Stated task →
Convert every line of the items below into a numbered list, omitting blank lines.

Entries from an annotation dataset:
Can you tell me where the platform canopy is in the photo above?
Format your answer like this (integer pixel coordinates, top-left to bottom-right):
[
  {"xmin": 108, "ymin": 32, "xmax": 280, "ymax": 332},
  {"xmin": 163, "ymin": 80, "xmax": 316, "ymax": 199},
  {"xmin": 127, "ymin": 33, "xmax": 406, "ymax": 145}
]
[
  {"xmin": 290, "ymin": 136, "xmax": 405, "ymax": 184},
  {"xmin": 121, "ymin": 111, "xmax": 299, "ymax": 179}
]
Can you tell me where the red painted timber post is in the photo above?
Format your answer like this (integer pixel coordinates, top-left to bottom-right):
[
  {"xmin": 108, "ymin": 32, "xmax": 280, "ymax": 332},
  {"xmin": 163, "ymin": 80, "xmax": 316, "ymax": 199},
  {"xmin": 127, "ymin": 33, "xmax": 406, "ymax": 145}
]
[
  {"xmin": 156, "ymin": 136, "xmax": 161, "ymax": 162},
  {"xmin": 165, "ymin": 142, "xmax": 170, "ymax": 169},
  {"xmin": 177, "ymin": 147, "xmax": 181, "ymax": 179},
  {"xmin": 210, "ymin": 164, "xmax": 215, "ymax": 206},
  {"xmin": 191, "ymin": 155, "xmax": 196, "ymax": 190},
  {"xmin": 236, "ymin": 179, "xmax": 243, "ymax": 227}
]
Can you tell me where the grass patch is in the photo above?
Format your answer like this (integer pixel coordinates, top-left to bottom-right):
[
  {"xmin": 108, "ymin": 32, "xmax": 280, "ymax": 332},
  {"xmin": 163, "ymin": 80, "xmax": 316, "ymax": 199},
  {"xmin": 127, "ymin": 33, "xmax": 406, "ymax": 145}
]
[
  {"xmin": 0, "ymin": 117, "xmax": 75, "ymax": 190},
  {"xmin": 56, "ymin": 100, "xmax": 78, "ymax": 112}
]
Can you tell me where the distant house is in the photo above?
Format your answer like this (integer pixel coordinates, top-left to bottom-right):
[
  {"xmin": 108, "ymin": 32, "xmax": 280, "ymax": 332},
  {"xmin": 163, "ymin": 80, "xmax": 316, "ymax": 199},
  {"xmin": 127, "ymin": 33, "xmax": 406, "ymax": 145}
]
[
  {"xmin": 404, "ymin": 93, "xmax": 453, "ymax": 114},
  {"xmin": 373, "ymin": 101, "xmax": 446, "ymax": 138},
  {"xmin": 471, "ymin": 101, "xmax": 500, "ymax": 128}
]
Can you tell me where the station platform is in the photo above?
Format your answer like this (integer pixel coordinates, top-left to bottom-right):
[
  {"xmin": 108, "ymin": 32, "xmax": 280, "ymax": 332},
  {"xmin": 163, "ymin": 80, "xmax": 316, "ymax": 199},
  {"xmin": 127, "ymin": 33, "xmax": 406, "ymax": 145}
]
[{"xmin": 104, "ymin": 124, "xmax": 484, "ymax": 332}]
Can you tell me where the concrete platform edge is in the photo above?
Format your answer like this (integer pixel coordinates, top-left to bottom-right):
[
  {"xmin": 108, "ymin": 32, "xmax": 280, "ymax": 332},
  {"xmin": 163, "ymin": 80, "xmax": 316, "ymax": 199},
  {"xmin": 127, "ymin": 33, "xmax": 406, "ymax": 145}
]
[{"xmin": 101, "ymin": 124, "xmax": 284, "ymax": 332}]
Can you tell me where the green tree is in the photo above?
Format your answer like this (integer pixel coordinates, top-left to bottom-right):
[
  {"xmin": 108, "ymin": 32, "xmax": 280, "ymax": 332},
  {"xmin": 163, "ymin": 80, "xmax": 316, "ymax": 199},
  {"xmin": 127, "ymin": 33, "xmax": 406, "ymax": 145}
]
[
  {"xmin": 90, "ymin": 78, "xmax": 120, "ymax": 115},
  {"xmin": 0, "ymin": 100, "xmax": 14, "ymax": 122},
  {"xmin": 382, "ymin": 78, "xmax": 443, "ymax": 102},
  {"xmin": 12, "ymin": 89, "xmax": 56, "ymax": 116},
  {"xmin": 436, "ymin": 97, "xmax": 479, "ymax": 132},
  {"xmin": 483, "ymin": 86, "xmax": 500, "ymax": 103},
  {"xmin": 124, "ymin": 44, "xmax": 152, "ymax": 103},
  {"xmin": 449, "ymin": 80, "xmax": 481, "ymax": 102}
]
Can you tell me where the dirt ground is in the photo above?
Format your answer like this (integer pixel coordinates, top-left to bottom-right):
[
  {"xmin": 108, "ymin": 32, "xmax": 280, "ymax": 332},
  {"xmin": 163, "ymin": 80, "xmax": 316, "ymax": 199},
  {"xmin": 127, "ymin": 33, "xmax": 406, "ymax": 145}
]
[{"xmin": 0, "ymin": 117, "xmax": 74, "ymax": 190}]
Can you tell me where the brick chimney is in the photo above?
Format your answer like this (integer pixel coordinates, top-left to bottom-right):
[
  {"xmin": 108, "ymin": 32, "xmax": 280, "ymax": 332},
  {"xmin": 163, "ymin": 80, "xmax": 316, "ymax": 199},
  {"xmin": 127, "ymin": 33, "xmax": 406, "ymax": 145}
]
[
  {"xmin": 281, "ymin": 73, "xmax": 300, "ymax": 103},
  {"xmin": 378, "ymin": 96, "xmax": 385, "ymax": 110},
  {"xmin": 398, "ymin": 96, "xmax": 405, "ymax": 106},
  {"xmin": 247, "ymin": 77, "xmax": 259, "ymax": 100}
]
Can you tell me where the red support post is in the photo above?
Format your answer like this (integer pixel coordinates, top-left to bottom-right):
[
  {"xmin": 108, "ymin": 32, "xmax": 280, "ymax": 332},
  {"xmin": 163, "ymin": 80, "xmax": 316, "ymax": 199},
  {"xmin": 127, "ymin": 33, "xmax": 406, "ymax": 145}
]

Reply to the exercise →
1. Can you tell me where the platform canopy is in the photo above?
2. Format your answer like this (integer pixel coordinates, top-left to bottom-right):
3. [
4.   {"xmin": 108, "ymin": 32, "xmax": 280, "ymax": 332},
5.   {"xmin": 163, "ymin": 80, "xmax": 316, "ymax": 199},
6.   {"xmin": 127, "ymin": 33, "xmax": 406, "ymax": 145}
7. ]
8. [
9.   {"xmin": 290, "ymin": 136, "xmax": 405, "ymax": 184},
10.   {"xmin": 121, "ymin": 111, "xmax": 299, "ymax": 179}
11. ]
12. Can you tell me where the red painted timber post is in the photo above?
13. Format your answer like this (integer pixel coordinates, top-left to bottom-right):
14. [
15.   {"xmin": 108, "ymin": 32, "xmax": 280, "ymax": 332},
16.   {"xmin": 163, "ymin": 80, "xmax": 316, "ymax": 199},
17.   {"xmin": 127, "ymin": 33, "xmax": 406, "ymax": 145}
18. ]
19. [
20.   {"xmin": 156, "ymin": 136, "xmax": 161, "ymax": 162},
21.   {"xmin": 165, "ymin": 142, "xmax": 170, "ymax": 169},
22.   {"xmin": 177, "ymin": 147, "xmax": 181, "ymax": 179},
23.   {"xmin": 210, "ymin": 164, "xmax": 215, "ymax": 206},
24.   {"xmin": 191, "ymin": 155, "xmax": 196, "ymax": 190},
25.   {"xmin": 236, "ymin": 179, "xmax": 243, "ymax": 227}
26. ]
27. Can you tell me where the grass patch is in the photo above?
28. Format your answer like this (integer pixel coordinates, top-left to bottom-right):
29. [
30.   {"xmin": 108, "ymin": 32, "xmax": 280, "ymax": 332},
31.   {"xmin": 163, "ymin": 80, "xmax": 316, "ymax": 199},
32.   {"xmin": 127, "ymin": 33, "xmax": 406, "ymax": 145}
33. ]
34. [
35.   {"xmin": 0, "ymin": 117, "xmax": 75, "ymax": 190},
36.   {"xmin": 56, "ymin": 100, "xmax": 78, "ymax": 112}
37. ]
38. Can you tell me where the distant house is in the photo above?
39. Format your answer like this (integer pixel coordinates, top-left to bottom-right):
40. [
41.   {"xmin": 108, "ymin": 32, "xmax": 280, "ymax": 332},
42.   {"xmin": 163, "ymin": 80, "xmax": 316, "ymax": 199},
43.   {"xmin": 127, "ymin": 33, "xmax": 406, "ymax": 145}
44. ]
45. [
46.   {"xmin": 404, "ymin": 93, "xmax": 453, "ymax": 114},
47.   {"xmin": 373, "ymin": 101, "xmax": 446, "ymax": 138},
48.   {"xmin": 471, "ymin": 101, "xmax": 500, "ymax": 128}
49. ]
50. Can you tell me where the station platform is in the photo above?
51. Format your answer like this (integer pixel coordinates, top-left to bottom-right):
52. [
53.   {"xmin": 108, "ymin": 32, "xmax": 280, "ymax": 332},
54.   {"xmin": 163, "ymin": 80, "xmax": 316, "ymax": 199},
55.   {"xmin": 127, "ymin": 33, "xmax": 406, "ymax": 145}
56. ]
57. [{"xmin": 104, "ymin": 124, "xmax": 484, "ymax": 332}]
58. Can you tell me where the concrete platform edge is in the photo above?
59. Format your answer like this (integer pixel coordinates, top-left to bottom-right):
60. [
61.   {"xmin": 108, "ymin": 32, "xmax": 280, "ymax": 332},
62.   {"xmin": 163, "ymin": 80, "xmax": 316, "ymax": 199},
63.   {"xmin": 127, "ymin": 33, "xmax": 406, "ymax": 145}
64. ]
65. [{"xmin": 101, "ymin": 124, "xmax": 284, "ymax": 332}]
66. Can you tell me where the green tree is in the photo above?
67. Format your answer like this (integer pixel coordinates, top-left to bottom-right):
68. [
69.   {"xmin": 108, "ymin": 32, "xmax": 280, "ymax": 332},
70.   {"xmin": 163, "ymin": 80, "xmax": 316, "ymax": 199},
71.   {"xmin": 127, "ymin": 33, "xmax": 406, "ymax": 145}
72. ]
73. [
74.   {"xmin": 90, "ymin": 78, "xmax": 120, "ymax": 115},
75.   {"xmin": 0, "ymin": 100, "xmax": 14, "ymax": 122},
76.   {"xmin": 382, "ymin": 78, "xmax": 443, "ymax": 102},
77.   {"xmin": 12, "ymin": 89, "xmax": 56, "ymax": 116},
78.   {"xmin": 436, "ymin": 97, "xmax": 479, "ymax": 132},
79.   {"xmin": 483, "ymin": 86, "xmax": 500, "ymax": 103},
80.   {"xmin": 124, "ymin": 44, "xmax": 152, "ymax": 103},
81.   {"xmin": 449, "ymin": 80, "xmax": 481, "ymax": 102}
82. ]
83. Can you tell me where the dirt ground is in the photo above?
84. Format your answer like this (integer pixel coordinates, top-left to bottom-right):
85. [
86.   {"xmin": 108, "ymin": 32, "xmax": 280, "ymax": 332},
87.   {"xmin": 163, "ymin": 80, "xmax": 316, "ymax": 199},
88.   {"xmin": 127, "ymin": 33, "xmax": 406, "ymax": 145}
89. ]
90. [{"xmin": 0, "ymin": 117, "xmax": 74, "ymax": 190}]
91. Can you tell me where the brick chimney is in the photo above?
92. Format your answer like this (integer pixel coordinates, top-left to bottom-right):
93. [
94.   {"xmin": 108, "ymin": 32, "xmax": 280, "ymax": 332},
95.   {"xmin": 163, "ymin": 80, "xmax": 316, "ymax": 199},
96.   {"xmin": 127, "ymin": 33, "xmax": 406, "ymax": 145}
97. ]
98. [
99.   {"xmin": 281, "ymin": 73, "xmax": 300, "ymax": 103},
100.   {"xmin": 378, "ymin": 96, "xmax": 385, "ymax": 110},
101.   {"xmin": 398, "ymin": 96, "xmax": 405, "ymax": 106},
102.   {"xmin": 247, "ymin": 77, "xmax": 259, "ymax": 100}
103. ]
104. Can you tell me where the red support post is in the photo above?
105. Format your answer like this (integer pixel coordinates, top-left to bottom-right):
106. [
107.   {"xmin": 108, "ymin": 32, "xmax": 280, "ymax": 332},
108.   {"xmin": 163, "ymin": 80, "xmax": 316, "ymax": 199},
109.   {"xmin": 127, "ymin": 33, "xmax": 406, "ymax": 145}
110. ]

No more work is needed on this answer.